(Coordinate labeling data)
┄┄┄┄┄┄┄┄┄┄

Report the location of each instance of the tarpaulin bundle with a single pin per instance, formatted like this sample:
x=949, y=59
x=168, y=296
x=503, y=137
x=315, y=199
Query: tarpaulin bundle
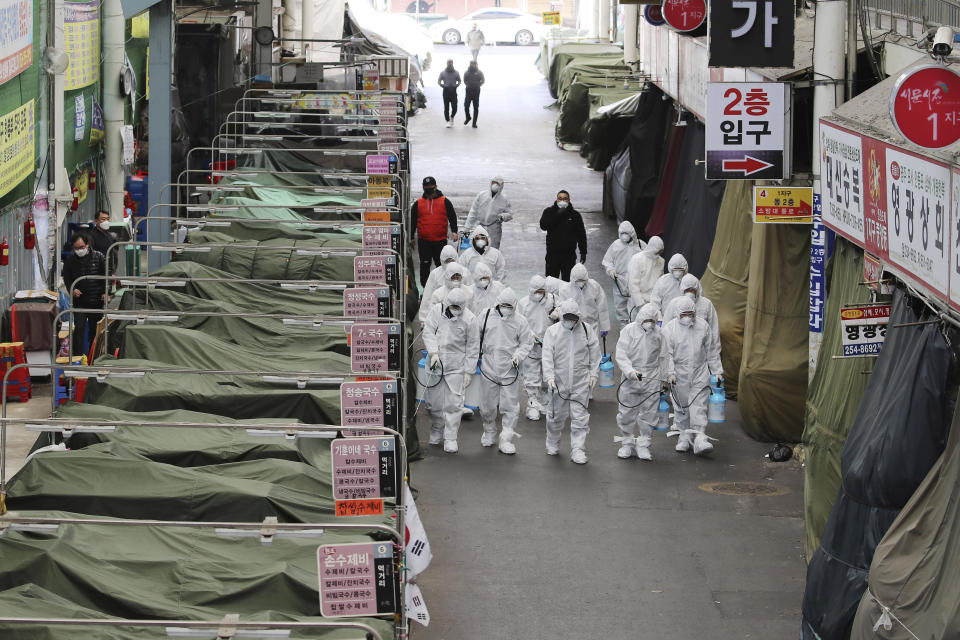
x=913, y=590
x=834, y=394
x=725, y=280
x=773, y=370
x=899, y=432
x=694, y=205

┄┄┄┄┄┄┄┄┄┄

Written request
Edit the entries above by changing "tarpaulin bundle" to "tarp bundle" wherever it appears, keeping everything else the same. Omit the pictures from your answer.

Result of this task
Report the location of each instance of the tarp bundle with a single pin per instance, formatted like this sample:
x=949, y=59
x=168, y=296
x=503, y=137
x=315, y=199
Query: tarp bundle
x=913, y=590
x=834, y=394
x=725, y=280
x=773, y=370
x=899, y=432
x=694, y=205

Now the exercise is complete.